Read the records beneath this task and copy every line that contains the string "block".

(Material for this task Opens)

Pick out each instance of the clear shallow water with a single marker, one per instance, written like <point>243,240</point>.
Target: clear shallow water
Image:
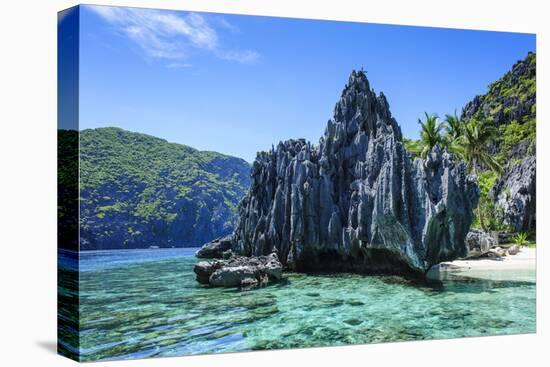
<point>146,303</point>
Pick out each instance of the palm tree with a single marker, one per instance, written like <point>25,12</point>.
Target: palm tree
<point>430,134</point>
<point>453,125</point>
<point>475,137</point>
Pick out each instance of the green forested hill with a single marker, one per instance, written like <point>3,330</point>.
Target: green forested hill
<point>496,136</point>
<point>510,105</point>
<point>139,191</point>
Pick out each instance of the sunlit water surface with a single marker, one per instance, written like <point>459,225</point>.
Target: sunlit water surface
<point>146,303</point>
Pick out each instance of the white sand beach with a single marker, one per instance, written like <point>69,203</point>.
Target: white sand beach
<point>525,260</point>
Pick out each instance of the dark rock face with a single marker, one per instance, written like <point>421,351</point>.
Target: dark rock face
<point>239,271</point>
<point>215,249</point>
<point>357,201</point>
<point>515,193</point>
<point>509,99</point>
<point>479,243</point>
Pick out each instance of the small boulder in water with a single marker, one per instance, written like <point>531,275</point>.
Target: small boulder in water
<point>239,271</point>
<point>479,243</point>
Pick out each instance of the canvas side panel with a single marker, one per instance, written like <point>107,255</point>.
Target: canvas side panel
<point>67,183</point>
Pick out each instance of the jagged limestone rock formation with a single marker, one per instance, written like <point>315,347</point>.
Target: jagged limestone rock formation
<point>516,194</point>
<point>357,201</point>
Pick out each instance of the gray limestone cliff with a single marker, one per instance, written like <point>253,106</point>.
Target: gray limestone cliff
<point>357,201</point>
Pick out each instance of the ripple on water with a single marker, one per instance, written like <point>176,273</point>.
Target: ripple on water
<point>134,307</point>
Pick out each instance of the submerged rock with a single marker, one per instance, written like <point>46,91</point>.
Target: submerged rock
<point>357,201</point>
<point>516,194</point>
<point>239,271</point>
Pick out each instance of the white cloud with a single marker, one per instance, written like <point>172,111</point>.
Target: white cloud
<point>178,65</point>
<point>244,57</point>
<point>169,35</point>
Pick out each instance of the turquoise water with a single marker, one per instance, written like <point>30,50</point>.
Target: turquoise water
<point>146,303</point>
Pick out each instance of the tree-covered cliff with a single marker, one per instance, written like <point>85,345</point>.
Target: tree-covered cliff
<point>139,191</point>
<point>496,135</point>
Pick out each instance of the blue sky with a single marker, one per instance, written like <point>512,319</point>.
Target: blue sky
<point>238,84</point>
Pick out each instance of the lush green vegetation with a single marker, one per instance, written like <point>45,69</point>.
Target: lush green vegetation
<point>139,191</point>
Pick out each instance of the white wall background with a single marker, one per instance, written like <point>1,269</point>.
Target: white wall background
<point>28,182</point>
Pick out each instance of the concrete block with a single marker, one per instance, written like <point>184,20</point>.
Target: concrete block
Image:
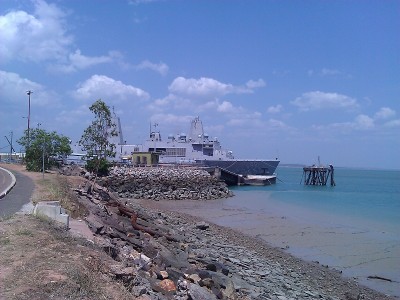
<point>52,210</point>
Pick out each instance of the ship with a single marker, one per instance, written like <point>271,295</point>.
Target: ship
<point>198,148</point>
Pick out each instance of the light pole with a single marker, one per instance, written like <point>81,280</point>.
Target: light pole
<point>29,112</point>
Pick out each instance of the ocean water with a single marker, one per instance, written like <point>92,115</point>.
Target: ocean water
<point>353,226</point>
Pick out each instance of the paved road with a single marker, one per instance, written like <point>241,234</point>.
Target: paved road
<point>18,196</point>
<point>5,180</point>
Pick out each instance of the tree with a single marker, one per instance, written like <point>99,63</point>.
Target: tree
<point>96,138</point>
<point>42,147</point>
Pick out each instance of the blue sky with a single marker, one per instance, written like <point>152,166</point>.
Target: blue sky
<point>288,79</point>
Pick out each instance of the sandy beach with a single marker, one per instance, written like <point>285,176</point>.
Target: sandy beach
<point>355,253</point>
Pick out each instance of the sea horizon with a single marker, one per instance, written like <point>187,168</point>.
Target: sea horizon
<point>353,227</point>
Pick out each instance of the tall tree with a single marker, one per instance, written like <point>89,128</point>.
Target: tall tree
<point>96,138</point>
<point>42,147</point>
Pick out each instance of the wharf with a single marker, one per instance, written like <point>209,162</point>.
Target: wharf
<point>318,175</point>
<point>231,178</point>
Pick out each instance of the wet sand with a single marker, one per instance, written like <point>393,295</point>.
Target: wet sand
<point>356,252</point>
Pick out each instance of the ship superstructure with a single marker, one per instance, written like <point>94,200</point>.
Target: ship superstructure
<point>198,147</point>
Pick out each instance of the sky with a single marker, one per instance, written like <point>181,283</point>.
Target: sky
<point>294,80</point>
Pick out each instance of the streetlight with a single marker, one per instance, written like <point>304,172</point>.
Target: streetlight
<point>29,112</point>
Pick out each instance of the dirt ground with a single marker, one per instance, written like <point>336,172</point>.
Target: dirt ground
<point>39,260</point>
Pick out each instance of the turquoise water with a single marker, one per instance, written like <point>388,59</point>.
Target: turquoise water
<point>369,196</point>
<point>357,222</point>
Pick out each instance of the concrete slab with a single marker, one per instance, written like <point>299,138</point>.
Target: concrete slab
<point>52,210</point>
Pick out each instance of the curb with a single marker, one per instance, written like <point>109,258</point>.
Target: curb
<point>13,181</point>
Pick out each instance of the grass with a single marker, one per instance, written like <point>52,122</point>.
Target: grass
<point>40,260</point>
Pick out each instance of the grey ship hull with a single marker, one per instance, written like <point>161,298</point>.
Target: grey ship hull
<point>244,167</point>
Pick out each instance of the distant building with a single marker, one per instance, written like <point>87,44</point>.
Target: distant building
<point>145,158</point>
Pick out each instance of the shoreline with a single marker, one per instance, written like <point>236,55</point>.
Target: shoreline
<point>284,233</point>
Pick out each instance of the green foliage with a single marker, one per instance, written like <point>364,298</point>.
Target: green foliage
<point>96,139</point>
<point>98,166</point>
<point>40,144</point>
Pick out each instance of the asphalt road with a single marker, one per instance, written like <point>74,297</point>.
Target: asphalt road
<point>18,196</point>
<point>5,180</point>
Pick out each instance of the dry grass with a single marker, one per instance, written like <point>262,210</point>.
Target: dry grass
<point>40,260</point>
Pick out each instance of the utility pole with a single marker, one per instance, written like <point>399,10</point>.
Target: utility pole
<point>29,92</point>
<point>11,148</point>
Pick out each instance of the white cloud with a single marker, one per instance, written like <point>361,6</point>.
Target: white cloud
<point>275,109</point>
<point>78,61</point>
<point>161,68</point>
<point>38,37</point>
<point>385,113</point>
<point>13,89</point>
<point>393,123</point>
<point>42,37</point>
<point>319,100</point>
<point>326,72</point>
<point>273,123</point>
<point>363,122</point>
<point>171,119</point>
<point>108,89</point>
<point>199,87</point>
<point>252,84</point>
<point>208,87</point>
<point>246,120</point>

(Material for this task Closes)
(Material for this task Opens)

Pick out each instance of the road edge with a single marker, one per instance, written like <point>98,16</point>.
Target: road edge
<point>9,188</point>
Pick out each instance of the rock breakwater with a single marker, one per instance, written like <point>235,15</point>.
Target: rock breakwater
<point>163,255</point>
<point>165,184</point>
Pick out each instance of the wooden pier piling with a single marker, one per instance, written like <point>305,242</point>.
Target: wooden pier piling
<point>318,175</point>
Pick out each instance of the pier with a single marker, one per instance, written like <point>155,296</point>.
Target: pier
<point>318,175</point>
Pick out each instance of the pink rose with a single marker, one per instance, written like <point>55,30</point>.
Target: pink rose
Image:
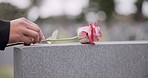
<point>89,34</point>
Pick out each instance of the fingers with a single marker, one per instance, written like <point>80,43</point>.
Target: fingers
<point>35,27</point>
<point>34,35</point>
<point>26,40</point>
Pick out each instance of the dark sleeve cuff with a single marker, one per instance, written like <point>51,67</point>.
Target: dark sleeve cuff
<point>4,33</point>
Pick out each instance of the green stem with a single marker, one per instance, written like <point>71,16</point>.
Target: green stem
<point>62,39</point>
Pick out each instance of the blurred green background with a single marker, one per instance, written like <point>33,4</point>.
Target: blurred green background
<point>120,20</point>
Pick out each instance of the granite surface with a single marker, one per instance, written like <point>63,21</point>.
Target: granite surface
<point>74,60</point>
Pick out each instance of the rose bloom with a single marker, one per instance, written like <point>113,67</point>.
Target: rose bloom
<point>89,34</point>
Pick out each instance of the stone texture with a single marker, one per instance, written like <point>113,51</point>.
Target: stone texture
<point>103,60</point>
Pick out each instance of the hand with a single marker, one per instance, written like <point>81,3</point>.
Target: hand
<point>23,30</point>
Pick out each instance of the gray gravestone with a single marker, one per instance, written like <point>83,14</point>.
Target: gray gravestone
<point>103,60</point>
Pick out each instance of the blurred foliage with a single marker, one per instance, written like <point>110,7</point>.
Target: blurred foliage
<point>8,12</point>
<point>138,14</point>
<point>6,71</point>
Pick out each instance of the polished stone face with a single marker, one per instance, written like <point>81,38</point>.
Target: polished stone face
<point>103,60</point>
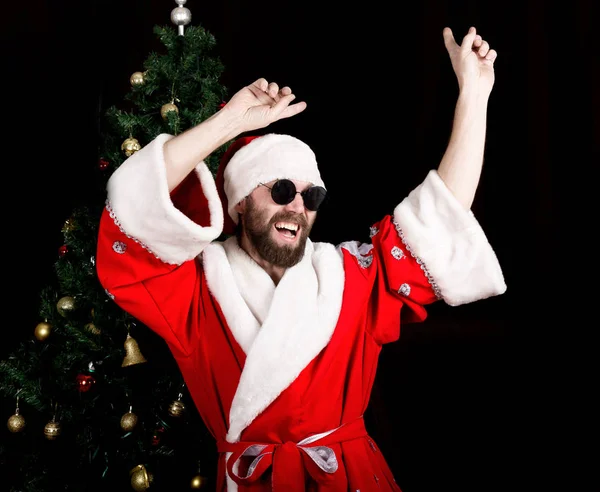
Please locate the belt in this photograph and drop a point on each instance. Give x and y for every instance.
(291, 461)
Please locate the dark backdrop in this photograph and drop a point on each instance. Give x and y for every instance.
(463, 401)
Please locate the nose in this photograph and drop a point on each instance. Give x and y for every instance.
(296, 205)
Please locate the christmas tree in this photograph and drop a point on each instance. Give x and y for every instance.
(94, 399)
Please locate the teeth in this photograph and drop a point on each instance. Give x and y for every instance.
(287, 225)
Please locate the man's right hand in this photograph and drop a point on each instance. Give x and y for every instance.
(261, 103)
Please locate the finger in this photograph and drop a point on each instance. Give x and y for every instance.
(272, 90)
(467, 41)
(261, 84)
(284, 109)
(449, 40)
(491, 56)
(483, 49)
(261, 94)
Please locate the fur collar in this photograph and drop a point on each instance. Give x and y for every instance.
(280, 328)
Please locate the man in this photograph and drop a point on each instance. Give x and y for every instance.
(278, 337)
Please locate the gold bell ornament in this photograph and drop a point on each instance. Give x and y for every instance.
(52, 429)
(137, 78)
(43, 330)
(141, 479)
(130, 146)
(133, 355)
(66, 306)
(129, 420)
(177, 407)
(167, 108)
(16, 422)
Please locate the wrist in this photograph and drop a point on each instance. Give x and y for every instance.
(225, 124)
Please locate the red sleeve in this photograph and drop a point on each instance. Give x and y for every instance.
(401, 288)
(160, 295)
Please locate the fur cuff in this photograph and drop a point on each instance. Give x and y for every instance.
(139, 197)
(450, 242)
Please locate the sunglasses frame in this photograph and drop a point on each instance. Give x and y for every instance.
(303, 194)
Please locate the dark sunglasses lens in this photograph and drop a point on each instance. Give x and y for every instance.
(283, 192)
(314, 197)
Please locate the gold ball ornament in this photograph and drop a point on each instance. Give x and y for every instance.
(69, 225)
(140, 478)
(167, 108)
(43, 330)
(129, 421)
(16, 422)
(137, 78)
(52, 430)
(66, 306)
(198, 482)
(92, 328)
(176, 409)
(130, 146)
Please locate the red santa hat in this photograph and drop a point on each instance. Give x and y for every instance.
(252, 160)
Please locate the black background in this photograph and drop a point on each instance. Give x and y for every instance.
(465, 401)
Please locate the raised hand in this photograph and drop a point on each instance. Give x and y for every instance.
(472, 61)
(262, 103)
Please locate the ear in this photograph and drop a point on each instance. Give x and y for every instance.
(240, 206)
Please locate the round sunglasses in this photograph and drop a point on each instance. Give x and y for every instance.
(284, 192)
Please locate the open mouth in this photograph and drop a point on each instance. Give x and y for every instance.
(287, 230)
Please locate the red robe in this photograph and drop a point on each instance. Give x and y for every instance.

(Material for this task Closes)

Answer to the exercise:
Pick out each instance of the concrete block with a single marker, one per instance, written like <point>184,20</point>.
Target: concrete block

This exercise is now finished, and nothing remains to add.